■ **Exercise**: Set down the records that follow in full and without changes.

*** Opening Dataset records ***

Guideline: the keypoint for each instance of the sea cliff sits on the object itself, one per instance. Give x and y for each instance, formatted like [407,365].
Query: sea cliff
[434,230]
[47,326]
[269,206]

*** Closing Dataset records ***

■ **Final answer**:
Guideline: the keypoint for each instance of the sea cliff sits on the object itself, one per instance. Give x and y for each instance, formatted like [407,365].
Query: sea cliff
[434,230]
[47,326]
[269,206]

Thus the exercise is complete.